● Task description:
Instruction for the entries that follow: retype exactly the lines from the line with "the lit candle" to the line with "the red flower", both included, and omit all others.

═════ Records to use ═════

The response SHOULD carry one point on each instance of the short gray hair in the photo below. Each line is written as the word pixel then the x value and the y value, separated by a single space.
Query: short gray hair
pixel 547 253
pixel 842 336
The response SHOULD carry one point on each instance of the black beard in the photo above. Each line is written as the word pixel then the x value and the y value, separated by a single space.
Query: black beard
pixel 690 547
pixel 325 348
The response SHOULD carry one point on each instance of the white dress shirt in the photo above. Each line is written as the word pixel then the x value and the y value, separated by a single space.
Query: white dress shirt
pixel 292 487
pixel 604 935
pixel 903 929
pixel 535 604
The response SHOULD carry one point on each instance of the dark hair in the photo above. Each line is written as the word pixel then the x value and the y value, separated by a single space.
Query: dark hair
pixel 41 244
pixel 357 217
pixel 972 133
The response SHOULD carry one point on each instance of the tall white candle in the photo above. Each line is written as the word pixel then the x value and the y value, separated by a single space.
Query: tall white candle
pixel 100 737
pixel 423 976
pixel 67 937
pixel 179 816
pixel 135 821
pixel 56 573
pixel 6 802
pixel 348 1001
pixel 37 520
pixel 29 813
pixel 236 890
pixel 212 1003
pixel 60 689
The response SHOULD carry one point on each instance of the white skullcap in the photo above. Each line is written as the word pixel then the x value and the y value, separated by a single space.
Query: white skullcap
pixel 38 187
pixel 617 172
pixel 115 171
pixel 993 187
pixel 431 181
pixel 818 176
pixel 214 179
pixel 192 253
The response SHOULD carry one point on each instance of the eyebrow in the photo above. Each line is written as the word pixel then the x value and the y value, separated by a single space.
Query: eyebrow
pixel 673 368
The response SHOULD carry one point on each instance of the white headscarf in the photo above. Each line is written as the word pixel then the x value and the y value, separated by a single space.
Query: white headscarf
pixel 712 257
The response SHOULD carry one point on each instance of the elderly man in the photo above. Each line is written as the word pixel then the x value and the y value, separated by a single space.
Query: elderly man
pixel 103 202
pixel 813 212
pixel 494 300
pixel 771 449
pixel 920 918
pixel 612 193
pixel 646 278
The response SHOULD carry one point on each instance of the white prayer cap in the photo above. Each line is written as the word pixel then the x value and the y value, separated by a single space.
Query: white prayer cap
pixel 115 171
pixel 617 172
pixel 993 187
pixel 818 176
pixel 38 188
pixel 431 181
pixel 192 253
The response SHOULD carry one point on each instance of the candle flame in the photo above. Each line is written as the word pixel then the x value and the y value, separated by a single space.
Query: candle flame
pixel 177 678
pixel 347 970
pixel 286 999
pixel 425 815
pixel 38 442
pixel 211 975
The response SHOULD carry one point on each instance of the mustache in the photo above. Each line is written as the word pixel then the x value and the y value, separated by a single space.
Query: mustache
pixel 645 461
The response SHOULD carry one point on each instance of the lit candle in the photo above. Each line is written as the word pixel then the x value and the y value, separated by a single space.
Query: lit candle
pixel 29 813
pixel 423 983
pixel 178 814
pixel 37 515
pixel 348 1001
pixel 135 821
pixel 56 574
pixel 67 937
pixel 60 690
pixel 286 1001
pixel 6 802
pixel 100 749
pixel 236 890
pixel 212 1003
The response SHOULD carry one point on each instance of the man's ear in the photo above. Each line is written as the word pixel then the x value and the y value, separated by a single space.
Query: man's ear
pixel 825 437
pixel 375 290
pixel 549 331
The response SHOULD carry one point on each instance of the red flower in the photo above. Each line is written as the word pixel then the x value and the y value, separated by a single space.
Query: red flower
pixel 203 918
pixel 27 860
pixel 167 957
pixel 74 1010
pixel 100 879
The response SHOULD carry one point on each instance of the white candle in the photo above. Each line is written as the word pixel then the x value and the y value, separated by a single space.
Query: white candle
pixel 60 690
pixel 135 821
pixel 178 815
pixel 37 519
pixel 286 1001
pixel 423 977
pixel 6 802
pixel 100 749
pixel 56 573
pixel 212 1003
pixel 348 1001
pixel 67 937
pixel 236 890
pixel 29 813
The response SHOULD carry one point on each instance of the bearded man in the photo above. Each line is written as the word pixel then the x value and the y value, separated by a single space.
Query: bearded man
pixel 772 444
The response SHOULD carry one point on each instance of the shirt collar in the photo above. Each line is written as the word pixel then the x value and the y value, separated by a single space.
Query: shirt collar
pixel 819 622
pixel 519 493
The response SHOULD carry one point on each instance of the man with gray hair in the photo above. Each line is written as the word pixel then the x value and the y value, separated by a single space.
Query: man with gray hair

═════

● Exercise result:
The response SHOULD carry one point on each instance of the lit candle in the photo above. Each line is written as the word pixel then the x value and the y value, separated by a single space.
Query: lit candle
pixel 29 813
pixel 423 983
pixel 178 814
pixel 37 515
pixel 348 1001
pixel 135 821
pixel 56 574
pixel 67 937
pixel 60 690
pixel 286 1001
pixel 6 802
pixel 100 749
pixel 236 890
pixel 212 1003
The response SHOULD carry one point on each instance of the man's ear in the photo above. Each line is written as the word pixel then the x value and the y value, separated by a single space.
Query: man's ear
pixel 825 437
pixel 375 290
pixel 549 331
The response SHOULD carry one point on each instance of the red flower in the photo above. Each line is written as the word pixel then the x value and the y value, separated by a single space.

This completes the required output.